TASK GOAL
Copy out the rows below, from the line that contains "Each <instance> block" up to and including the line that contains "box: [144, 253, 233, 388]", without changing anything.

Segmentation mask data
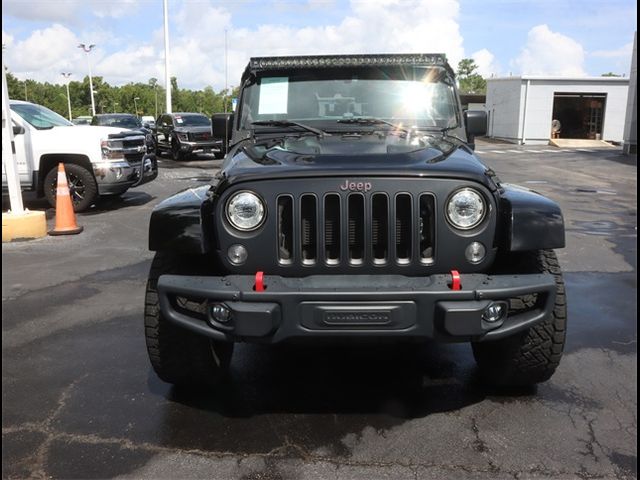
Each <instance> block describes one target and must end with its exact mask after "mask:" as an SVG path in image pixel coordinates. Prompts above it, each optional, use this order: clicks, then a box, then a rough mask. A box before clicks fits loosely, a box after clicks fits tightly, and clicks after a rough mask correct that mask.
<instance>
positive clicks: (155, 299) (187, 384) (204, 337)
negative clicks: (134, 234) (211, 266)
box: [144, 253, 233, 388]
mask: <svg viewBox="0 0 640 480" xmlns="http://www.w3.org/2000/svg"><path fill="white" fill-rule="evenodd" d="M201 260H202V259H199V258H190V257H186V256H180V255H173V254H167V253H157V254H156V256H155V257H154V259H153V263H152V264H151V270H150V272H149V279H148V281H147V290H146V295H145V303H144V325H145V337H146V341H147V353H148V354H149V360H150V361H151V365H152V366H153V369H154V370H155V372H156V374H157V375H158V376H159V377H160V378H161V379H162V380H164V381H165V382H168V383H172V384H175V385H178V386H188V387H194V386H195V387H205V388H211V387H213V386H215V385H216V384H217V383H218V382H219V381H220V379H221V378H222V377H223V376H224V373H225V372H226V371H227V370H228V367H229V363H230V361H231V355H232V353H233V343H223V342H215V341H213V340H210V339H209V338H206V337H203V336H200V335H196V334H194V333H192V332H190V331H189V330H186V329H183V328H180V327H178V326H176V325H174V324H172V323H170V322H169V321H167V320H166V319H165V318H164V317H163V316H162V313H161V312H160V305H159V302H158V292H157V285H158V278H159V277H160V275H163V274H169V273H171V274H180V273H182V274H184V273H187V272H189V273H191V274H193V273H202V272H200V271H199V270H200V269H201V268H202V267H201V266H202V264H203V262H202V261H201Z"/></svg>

...

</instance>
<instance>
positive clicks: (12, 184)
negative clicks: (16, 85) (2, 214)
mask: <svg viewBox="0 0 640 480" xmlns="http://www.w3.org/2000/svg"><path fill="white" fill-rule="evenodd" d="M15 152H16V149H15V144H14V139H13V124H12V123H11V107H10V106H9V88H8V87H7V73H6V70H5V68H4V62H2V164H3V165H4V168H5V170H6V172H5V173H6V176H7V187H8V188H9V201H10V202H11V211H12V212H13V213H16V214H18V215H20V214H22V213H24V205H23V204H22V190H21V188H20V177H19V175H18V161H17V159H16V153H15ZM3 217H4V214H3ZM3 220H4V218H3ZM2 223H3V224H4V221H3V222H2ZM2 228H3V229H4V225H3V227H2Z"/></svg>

==

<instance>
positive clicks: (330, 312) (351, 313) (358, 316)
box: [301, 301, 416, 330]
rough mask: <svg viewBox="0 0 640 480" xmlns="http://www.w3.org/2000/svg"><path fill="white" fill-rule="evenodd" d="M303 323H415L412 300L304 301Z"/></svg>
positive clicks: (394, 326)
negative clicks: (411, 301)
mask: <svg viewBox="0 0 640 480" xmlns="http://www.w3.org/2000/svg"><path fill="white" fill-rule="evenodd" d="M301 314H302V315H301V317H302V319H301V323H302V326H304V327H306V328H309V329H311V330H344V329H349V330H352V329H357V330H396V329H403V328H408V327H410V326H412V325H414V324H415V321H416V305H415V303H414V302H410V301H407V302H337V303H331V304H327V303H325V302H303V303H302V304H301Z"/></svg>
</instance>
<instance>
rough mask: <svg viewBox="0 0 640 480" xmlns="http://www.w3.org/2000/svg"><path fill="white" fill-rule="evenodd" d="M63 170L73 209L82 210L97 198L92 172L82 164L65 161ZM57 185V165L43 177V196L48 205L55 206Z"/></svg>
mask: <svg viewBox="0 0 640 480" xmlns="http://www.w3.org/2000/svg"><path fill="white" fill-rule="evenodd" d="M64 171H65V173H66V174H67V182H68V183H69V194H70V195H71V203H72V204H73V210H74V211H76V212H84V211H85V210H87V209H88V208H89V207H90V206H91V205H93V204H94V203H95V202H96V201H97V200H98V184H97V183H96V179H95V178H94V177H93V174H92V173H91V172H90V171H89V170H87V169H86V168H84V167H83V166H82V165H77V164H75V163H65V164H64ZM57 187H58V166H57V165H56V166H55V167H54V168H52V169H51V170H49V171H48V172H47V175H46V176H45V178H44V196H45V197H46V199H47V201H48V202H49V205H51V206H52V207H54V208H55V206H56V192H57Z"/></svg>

FINAL ANSWER
Each <instance> block describes one target and must end with its exact mask after "mask:" as an SVG path in image pixel coordinates. Prompts above it, each optional, use this order: clicks, then a box, then a rough mask. A box before clicks fits loosely, a box after clicks fits tightly, and clicks after a rough mask correct that mask.
<instance>
positive clicks: (155, 299) (187, 384) (204, 337)
negative clicks: (134, 234) (211, 266)
box: [144, 253, 233, 388]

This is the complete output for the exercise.